(Records from a dataset)
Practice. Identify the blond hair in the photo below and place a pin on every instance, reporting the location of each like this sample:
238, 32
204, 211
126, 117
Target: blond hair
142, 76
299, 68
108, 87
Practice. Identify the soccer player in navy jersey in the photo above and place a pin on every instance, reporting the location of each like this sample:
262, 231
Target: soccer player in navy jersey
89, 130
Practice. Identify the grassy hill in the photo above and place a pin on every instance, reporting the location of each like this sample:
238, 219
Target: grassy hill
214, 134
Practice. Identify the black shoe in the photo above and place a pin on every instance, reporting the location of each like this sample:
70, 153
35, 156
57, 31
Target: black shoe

* TASK
Format every line of the material above as a JSON list of strings, one string per line. Leave out blank lines.

* TASK SOLUTION
[
  "Practice. Identify the blond hair in the photo below and place a pin on every instance, reporting the location of each like this sample:",
  "238, 32",
  "204, 211",
  "126, 117",
  "Target: blond hair",
  "142, 76",
  "299, 68",
  "108, 87",
  "Practice. Identify the soccer player in navy jersey in the photo above and place a pin on every instance, reporting the location of each like this sample:",
  "262, 231",
  "Target: soccer player in navy jersey",
  "89, 130",
  "Practice. Identify the grassy hill in the photo above and place a pin on every instance, reporting the location of each like this sample:",
  "238, 219",
  "Target: grassy hill",
  "214, 134",
  "Practice. Identify the black shoe in the photo above and place a pin on every instance, reporting the location of each like this sample:",
  "70, 153",
  "35, 156",
  "57, 31",
  "Target: black shoe"
]